Texte source:
Quand faire les examens médicaux?
On conseille d’aller à l’hôpital pour faire les examens dans les 72 heures qui suivent l’agression. Passé ce délai, les preuves physiques peuvent disparaître.
Vous pouvez aller passer les examens après avoir déposé une plainte, à la demande des policières et policiers. Vous pouvez aussi décider de faire les examens, même si vous n’avez pas averti la police. Si vous êtes une personne adulte, le personnel de l’hôpital ne devrait pas signaler l’agression sexuelle que vous avez subie et les résultats de vos examens resteront confidentiels tant que vous n’avez pas donné votre autorisation à les transmettre à la police.
Comment se déroulent les examens médicaux?
À l’aide d’une « trousse du viol » ou d’une « trousse médico-légale pour agression sexuelle », la ou le médecin examine tous les indices physiques d’activité et d’agression sexuelle en fonction des endroits où a eu lieu le contact.
Cela peut comprendre un examen vaginal, anal ou oral ainsi qu’un examen général de tout le corps pour déceler des traces de lutte, comme des ecchymoses (des bleus) ou des égratignures. On pourrait vous prélever des cheveux et des poils pubiens. On pourrait également prendre les vêtements que vous portiez lors de l’agression.
L’examen comprend des prises de sang pour établir le niveau de drogue ou d’alcool dans votre système et pour déterminer la présence d’infections transmises sexuellement, notamment le ViH, ou une grossesse. Vous pouvez refuser cette partie du test si vous ne vous sentez
pas à l’aise. Toutefois, si vous pensez qu’on vous a donné « la pilule du viol » et que vous passez l’examen moins de 24 heures après l’agression, l’examen permettra de vérifier s’il reste des traces de la drogue dans votre système.
Dois-je signer le formulaire de consentement?

Jeu de données:
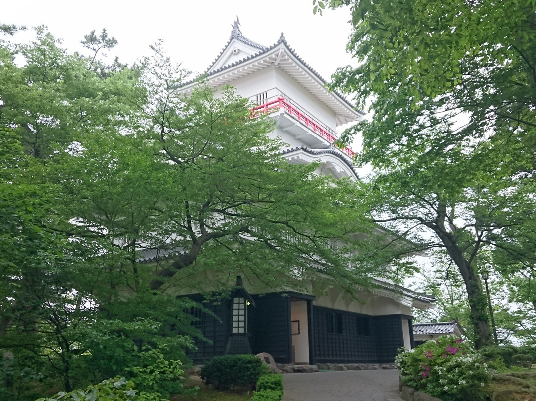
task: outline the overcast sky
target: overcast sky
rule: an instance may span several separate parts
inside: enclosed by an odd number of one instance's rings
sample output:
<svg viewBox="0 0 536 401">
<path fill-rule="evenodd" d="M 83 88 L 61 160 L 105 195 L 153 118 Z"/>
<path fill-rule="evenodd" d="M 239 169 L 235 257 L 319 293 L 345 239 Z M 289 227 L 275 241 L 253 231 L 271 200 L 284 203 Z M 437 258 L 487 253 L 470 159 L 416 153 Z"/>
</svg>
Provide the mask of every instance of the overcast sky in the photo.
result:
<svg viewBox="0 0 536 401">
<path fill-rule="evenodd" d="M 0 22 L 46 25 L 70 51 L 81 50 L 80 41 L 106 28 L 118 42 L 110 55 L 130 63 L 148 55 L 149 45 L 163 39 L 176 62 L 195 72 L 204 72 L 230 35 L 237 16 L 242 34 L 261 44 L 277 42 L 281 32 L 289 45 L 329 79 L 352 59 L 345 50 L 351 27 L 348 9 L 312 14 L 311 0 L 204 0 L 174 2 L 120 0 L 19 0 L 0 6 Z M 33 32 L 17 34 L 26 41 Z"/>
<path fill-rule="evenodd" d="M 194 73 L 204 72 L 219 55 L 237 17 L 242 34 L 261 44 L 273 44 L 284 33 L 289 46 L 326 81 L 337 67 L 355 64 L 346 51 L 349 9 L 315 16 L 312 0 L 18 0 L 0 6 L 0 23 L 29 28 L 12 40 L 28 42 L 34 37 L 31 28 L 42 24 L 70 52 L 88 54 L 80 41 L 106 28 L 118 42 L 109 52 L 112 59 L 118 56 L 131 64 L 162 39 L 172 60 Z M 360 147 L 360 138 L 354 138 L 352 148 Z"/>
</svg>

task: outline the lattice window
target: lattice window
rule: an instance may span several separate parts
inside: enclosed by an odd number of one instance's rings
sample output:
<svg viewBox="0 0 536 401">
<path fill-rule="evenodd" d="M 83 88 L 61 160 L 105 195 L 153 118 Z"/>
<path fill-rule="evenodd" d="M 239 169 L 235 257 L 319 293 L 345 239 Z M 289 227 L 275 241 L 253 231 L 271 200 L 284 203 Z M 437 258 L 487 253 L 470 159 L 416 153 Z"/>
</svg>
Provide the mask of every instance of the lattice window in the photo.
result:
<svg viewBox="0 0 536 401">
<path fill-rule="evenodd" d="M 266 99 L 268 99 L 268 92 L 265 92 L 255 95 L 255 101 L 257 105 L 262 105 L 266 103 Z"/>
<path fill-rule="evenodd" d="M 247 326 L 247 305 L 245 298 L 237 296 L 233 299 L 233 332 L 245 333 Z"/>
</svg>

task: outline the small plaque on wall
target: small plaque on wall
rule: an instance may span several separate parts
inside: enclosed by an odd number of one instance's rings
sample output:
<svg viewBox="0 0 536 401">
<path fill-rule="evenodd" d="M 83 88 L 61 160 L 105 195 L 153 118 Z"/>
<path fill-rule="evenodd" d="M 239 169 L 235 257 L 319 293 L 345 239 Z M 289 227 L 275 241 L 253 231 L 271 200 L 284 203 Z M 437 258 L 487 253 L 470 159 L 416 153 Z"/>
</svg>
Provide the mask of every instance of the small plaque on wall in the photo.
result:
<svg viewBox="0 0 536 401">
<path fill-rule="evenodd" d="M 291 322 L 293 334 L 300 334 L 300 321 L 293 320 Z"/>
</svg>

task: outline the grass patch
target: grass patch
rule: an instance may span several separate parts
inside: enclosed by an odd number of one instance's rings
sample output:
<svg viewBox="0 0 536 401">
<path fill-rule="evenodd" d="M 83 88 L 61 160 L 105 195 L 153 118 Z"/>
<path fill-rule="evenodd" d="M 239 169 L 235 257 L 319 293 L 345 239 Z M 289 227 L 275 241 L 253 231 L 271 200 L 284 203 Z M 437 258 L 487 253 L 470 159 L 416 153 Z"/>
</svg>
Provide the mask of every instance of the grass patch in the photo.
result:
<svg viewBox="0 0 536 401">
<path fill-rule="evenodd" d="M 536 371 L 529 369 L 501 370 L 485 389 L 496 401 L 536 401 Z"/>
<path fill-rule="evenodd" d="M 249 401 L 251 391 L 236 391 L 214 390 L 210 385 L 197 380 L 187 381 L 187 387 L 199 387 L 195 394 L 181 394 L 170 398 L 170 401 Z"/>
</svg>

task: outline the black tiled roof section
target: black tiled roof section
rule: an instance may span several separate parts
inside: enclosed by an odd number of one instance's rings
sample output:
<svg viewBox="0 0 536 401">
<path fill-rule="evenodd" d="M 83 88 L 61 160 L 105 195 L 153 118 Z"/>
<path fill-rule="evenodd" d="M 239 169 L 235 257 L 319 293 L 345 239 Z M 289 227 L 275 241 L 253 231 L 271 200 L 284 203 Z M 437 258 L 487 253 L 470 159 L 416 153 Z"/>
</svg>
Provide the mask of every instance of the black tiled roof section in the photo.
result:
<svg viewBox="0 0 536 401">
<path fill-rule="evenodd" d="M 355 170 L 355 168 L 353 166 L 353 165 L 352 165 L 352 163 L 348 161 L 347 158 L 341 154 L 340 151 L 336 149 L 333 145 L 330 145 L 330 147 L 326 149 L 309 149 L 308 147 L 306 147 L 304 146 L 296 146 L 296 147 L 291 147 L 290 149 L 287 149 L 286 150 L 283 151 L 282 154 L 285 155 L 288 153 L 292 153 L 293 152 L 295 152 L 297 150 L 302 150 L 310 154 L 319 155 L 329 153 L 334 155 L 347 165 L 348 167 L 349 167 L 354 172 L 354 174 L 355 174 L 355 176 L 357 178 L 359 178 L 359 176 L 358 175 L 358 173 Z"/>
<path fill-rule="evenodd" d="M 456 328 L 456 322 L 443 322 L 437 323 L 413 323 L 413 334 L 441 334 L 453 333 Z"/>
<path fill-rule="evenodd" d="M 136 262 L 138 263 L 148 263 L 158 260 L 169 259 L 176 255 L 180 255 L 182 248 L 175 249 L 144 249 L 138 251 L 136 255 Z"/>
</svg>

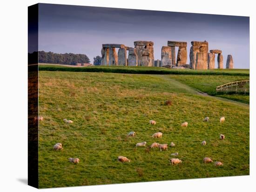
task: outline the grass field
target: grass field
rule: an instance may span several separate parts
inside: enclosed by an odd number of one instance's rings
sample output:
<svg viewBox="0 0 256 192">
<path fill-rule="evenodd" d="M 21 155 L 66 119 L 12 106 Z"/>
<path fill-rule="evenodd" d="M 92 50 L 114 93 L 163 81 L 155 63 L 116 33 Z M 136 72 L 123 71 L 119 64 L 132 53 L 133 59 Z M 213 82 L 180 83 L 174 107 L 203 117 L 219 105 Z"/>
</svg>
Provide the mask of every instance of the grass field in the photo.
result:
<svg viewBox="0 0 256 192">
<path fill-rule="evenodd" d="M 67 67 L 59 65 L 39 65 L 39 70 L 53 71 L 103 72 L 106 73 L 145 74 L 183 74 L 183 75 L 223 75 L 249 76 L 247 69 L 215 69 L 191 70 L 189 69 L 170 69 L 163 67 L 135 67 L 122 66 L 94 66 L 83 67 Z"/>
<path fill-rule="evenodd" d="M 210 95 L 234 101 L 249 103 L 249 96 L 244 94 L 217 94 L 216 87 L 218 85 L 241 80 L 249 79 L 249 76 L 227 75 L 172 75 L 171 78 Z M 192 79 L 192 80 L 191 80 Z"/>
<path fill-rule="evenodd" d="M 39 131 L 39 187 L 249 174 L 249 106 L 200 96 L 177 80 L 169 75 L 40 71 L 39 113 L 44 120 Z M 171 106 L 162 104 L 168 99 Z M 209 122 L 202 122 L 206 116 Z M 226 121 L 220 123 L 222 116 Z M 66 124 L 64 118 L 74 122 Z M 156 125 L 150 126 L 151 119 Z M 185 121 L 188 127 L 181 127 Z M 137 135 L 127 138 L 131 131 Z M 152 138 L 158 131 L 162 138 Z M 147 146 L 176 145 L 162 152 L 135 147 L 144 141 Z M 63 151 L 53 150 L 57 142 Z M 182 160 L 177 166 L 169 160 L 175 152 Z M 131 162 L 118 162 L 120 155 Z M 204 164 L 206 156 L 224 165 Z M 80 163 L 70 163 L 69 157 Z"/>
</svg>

---

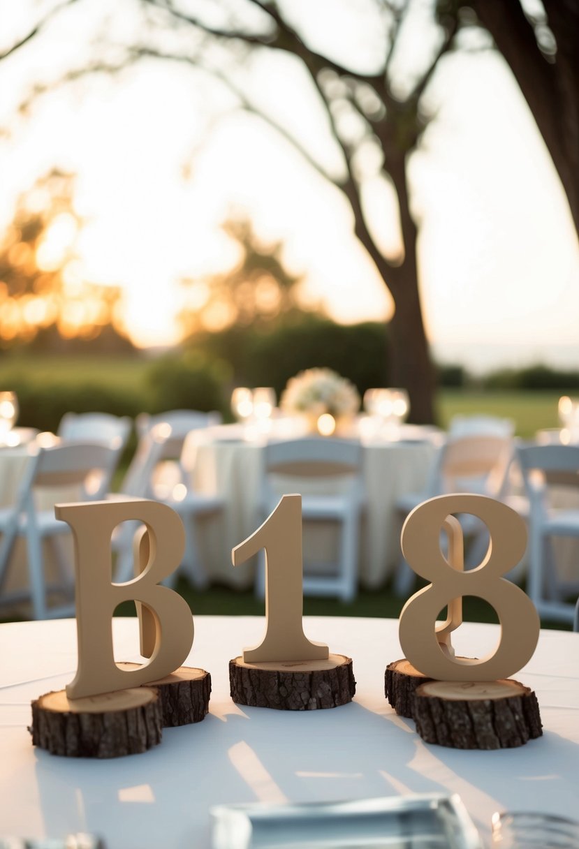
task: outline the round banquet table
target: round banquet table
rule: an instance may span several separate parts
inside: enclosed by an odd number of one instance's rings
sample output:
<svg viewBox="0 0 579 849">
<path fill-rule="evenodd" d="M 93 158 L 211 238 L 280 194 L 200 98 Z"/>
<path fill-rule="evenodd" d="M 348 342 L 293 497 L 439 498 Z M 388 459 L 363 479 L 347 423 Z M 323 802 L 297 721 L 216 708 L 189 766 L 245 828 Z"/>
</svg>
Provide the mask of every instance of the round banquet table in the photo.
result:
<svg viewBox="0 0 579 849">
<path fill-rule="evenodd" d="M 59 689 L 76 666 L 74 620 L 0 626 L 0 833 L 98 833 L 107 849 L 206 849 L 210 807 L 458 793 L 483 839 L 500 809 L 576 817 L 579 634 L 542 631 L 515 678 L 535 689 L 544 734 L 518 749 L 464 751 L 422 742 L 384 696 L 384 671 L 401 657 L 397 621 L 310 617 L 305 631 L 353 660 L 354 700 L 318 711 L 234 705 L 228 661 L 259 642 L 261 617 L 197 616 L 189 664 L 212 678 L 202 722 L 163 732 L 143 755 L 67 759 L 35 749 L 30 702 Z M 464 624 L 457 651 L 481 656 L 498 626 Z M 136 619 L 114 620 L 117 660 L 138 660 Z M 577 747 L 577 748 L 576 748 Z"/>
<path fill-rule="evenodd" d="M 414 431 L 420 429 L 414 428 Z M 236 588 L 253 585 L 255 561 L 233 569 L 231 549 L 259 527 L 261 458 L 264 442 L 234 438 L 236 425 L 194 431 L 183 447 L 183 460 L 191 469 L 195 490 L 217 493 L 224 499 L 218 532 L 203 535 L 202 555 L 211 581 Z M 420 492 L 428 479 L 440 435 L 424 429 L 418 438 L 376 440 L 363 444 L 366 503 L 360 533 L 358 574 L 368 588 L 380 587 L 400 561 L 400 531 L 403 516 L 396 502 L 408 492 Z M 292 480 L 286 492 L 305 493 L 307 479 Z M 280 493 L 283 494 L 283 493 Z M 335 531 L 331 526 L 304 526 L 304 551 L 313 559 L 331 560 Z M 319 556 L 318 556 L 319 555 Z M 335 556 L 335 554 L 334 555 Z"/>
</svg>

Questions d'étude:
- a) Modifiez le passage du texte sur les examens médicaux compris entre « Comment se déroulent » et « lieu le contact. », bornes incluses, en remplaçant « indices » par « signes ».
- b) Rédigez la suite du texte sur les examens médicaux à partir de sa dernière phrase.

Réponses:
- a)
Comment se déroulent les examens médicaux?
À l’aide d’une « trousse du viol » ou d’une « trousse médico-légale pour agression sexuelle », la ou le médecin examine tous les signes physiques d’activité et d’agression sexuelle en fonction des endroits où a eu lieu le contact.

- b)
À la fin de l’examen, on vous demandera si vous voulez signer le formulaire de consentement autorisant que les résultats soient divulgués à la police. Vous pouvez accepter de le signer ou refuser. Ce formulaire est différent de celui qu’on vous présente au début de l’examen et par lequel vous consentez à subir l’examen.
Sachez que dès que vous signez le formulaire de divulgation à la police, la trousse du viol ne vous appartient plus. Elle devient la propriété de la police. Il vous sera donc difficile de la récupérer. Donc, si vous ne savez pas encore si vous porterez plainte contre l’agresseur ou si vous ne savez pas encore si vous voulez que les résultats de l’examen soient utilisés lors
d’un éventuel procès, ne signez pas immédiatement le formulaire de consentement de divulgation à la police.
Vous pouvez faire le test et refuser de signer le formulaire de consentement jusqu’à ce que vous preniez une décision.
Si vous désirez attendre, les échantillons seront conservés de deux à six mois.
Les résultats des examens seront-ils utilisés lors d’un éventuel procès?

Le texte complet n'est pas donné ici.